Point localization data:
____________________
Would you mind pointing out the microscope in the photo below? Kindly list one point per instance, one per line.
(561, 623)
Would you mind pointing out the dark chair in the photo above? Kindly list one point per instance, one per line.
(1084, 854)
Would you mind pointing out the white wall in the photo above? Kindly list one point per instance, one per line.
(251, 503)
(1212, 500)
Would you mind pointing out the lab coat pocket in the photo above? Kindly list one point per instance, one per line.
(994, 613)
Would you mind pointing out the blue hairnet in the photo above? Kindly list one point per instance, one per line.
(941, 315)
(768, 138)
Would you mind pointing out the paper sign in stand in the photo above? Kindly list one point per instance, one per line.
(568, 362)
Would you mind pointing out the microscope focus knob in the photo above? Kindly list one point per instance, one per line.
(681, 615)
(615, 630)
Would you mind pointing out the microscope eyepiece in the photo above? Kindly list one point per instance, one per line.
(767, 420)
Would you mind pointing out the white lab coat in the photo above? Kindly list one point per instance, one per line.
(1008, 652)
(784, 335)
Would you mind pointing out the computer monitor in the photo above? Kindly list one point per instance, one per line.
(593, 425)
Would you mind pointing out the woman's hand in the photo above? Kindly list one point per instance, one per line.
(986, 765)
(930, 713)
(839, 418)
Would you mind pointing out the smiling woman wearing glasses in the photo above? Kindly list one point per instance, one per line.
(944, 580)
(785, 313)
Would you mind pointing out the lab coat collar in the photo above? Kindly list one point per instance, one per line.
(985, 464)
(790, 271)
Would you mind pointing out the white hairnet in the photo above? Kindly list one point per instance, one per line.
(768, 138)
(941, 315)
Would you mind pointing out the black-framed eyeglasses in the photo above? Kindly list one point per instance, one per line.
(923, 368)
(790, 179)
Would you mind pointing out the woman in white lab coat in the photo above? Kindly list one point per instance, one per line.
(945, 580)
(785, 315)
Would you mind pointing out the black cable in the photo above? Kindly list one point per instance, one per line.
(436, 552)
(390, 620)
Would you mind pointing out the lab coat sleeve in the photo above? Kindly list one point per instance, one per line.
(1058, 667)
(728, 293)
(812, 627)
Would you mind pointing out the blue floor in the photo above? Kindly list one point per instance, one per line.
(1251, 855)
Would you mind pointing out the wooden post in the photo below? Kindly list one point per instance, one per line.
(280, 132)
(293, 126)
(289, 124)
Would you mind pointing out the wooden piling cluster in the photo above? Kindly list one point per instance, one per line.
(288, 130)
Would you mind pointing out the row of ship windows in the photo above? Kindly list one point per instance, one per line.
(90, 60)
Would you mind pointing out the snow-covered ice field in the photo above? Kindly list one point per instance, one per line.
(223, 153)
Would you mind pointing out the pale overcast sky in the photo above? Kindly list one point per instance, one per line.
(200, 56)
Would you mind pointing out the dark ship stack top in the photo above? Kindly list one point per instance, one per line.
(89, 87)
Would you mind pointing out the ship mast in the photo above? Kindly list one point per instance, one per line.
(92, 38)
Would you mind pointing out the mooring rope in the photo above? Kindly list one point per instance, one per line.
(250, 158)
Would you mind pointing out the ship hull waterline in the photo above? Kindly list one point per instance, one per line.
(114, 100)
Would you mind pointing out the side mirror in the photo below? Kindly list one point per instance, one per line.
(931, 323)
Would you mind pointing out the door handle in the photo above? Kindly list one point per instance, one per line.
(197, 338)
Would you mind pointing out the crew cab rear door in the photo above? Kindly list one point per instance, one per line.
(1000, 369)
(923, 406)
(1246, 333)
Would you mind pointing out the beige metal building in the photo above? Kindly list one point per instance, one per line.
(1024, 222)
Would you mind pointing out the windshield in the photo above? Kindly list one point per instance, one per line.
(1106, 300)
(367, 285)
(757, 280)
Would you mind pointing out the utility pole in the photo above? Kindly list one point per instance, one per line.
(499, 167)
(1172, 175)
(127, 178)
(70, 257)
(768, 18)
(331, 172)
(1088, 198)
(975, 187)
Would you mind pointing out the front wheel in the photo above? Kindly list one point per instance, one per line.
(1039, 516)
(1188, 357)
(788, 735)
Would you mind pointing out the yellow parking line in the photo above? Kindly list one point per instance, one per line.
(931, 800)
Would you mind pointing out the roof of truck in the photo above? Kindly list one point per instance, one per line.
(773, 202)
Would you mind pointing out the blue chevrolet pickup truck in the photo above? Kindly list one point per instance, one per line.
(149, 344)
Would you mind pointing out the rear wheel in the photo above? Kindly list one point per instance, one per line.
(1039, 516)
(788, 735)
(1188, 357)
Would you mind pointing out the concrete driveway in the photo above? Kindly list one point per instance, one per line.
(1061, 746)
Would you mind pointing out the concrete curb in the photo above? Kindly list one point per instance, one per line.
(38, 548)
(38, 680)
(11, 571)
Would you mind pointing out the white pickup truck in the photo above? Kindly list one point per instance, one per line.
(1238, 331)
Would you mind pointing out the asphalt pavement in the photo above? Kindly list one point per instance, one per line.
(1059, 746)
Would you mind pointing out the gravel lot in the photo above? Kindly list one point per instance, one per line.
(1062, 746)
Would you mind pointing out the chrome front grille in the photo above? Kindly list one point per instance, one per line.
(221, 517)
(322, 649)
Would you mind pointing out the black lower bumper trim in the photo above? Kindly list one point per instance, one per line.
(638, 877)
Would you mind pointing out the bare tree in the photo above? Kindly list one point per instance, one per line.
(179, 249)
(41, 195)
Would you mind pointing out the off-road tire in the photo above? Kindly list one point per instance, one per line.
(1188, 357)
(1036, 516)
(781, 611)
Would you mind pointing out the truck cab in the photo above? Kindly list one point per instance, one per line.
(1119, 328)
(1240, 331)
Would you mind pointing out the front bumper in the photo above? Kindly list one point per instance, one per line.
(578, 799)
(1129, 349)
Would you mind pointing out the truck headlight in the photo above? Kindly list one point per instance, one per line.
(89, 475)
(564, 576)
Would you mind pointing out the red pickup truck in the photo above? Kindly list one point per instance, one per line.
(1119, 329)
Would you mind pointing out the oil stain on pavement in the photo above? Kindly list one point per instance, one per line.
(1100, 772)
____________________
Starting at the top of the records, copy every line exactly.

Would you mind pointing out the microscope in the photo below? Kindly list one point per instance, one per line.
(561, 623)
Would you mind pointing out the dark chair in the photo above? Kindly list one point per instance, one per line.
(1084, 854)
Would you mind pointing out the white wall in the photo above? Kindly list one point per instance, one per line.
(251, 503)
(1212, 500)
Would you mind pointing out the lab coat pocket in the photo above? Kindly list one point per instance, one per line.
(994, 613)
Would you mind pointing out the blue hairnet in the photo above? Kindly list one point per instance, one per line.
(941, 315)
(768, 138)
Would you mind pointing out the paper sign in stand in the photo above? Kindly list one point per instance, one per line.
(568, 362)
Would you mind pointing out the microscope focus knob in the photo above? Kindly list one point per instance, one per line.
(681, 615)
(615, 630)
Would you mind pointing out the microscope eyepiece in the photo above? Kindly list one point per instance, one per line.
(767, 420)
Would you mind pointing out the white lab coat in the photo above? Kindly list one point per instance, one per line.
(1008, 652)
(784, 335)
Would you mind pointing out the computer monitor in the photo above? Kindly list one point per instance, one per line.
(593, 425)
Would you mind pointing out the woman's hand in the photo above? Kindly list one point per instance, one per line.
(986, 765)
(930, 713)
(839, 418)
Would you mind pointing out the smiling woman wearing glasses in the photo above? Kindly list one point per instance, one per line.
(944, 580)
(785, 313)
Would you mind pointing out the lab coat collar in the photo above? Kindly list one point per instance, one per line.
(985, 464)
(790, 271)
Would you mind pointing out the white hairnet in the photo above? Kindly list one point per instance, one per line.
(768, 138)
(941, 315)
Would you mind pointing out the black-framed eyeglasses in the photo above? Kindly list one point per instance, one per line.
(923, 368)
(790, 179)
Would you mind pointing out the woman in white lab coat in the photo above? Kindly list one point per instance, one per line.
(945, 580)
(785, 315)
Would you mind pointing out the black cable in the photo above? Kindly list one point per instance, one per line.
(436, 552)
(390, 620)
Would you mind pointing out the lab coat sleeve in the photo above? Kindly list one point per instance, one per line.
(1058, 667)
(728, 293)
(812, 627)
Would you mind pointing out the blue floor in the photo above? Kindly list one point per instance, one per line.
(1251, 855)
Would you mind pointing out the wooden post in the photo below? Kindly list one point per instance, one per line.
(280, 132)
(293, 126)
(289, 124)
Would you mind pointing out the wooden piling cluster in the photo above? Kindly list one point per instance, one per line.
(288, 130)
Would you mind pointing out the row of ship windows in the photo above? Kindly list one point per instance, one per line.
(90, 60)
Would you mind pointing out the snow-covered ice field in the photo above? Kindly list one point per instance, one per line.
(223, 153)
Would you mind pointing out the pale overcast sky in the photo above? Kindly list one point per instance, one per line.
(200, 56)
Would you mind pointing out the dark ship stack top in the photo above? Kindly list one point per instance, one per line.
(89, 87)
Would you mind pointing out the ship mast in the photo above? Kindly list one point per instance, one per line.
(92, 38)
Would you mind pointing out the mooring rope in the photo above? Kindly list one point per instance, one per line.
(250, 158)
Would you mind pointing out the ship hull waterline in the photo above? Kindly list one point per instance, one per line.
(114, 100)
Would you mind pointing out the side mirror in the photo below? Kindly list one point per instance, one per line.
(931, 323)
Would you mind pointing out the door handle in the photo above? Kindly list one point per instance, one per line.
(197, 338)
Would you mind pointing out the crew cab rear door in the photo above? Kindly list one point per instance, one per line.
(1000, 369)
(923, 406)
(1246, 333)
Would you mind pointing out the beige metal building in the photo above? Kindly list one point per instance, one per line.
(1024, 222)
Would you mind pointing out the windshield in the photo above? Kindly list one point per instance, one per line.
(1106, 300)
(367, 285)
(757, 280)
Would you mind pointing out the utility pole in the photo above? Kindly list one point per instance, one per line.
(499, 167)
(1172, 175)
(127, 178)
(70, 257)
(768, 18)
(331, 172)
(1088, 198)
(975, 187)
Would you mind pointing out the front wheel in the photo above? Kindly list one point per instance, one per line.
(1039, 516)
(1188, 357)
(788, 735)
Would you mind pointing out the yellow parking line in the photo above? Kindly list one point per instance, one per line.
(931, 800)
Would you mind pointing out the roof of truck in the photo above? Kindly list one point per instance, one per line.
(773, 202)
Would you mind pointing out the blue chevrolet pickup truck in the photo above? Kindly list one point per instance, one per line.
(149, 344)
Would you mind pointing out the rear wheel in the photo above? Kindly list one point per instance, one per line.
(1039, 516)
(788, 735)
(1188, 357)
Would you mind pointing out the concrete driveway in the photo above? Kindly list one point per instance, one per line.
(1061, 746)
Would you mind pointing out the concrete curb in the photo above? Kindly list one point per instance, one per line.
(38, 548)
(38, 680)
(11, 571)
Would you mind pointing out the white pickup truck in the photo above? Kindly list one point per instance, one per line.
(1238, 331)
Would you mind pointing out the asphalt pavement in the photo above? Kindly list one point per instance, one per line.
(1059, 746)
Would you mind pointing out the gravel lot in the photo above? Kindly list one point per instance, one per line.
(1062, 746)
Would you mind pointing out the chrome front grille in the photo above? Kindly list one point per instance, one per line.
(221, 517)
(322, 649)
Would you mind pointing out the black lower bumper trim in the photo above? Kindly list one point per instance, one per line.
(638, 877)
Would you mind pointing out the bare tree in the photo above? Kindly list one point per instance, one per line.
(179, 249)
(41, 195)
Would you mind pointing out the off-road tire in the photo above? Kindly list one point per instance, one per line.
(1188, 357)
(1036, 516)
(781, 611)
Would you mind pointing out the truck cab in the photo above? Kindly list one point per instance, one per line.
(1119, 328)
(1240, 331)
Would you mind pointing out the front bumper in the photo above? Kindly list one point per instance, one per line.
(578, 799)
(1129, 349)
Would you mind pointing out the truck headlight in the photo above? Kindly list one point per instance, one per line.
(89, 475)
(564, 576)
Would you mind pointing out the red pickup truck in the photo above? Kindly list one point per instance, one per line.
(1119, 329)
Would you mind pointing out the oil stain on pavement in the photo above? Kindly list one point per instance, one per line.
(1100, 772)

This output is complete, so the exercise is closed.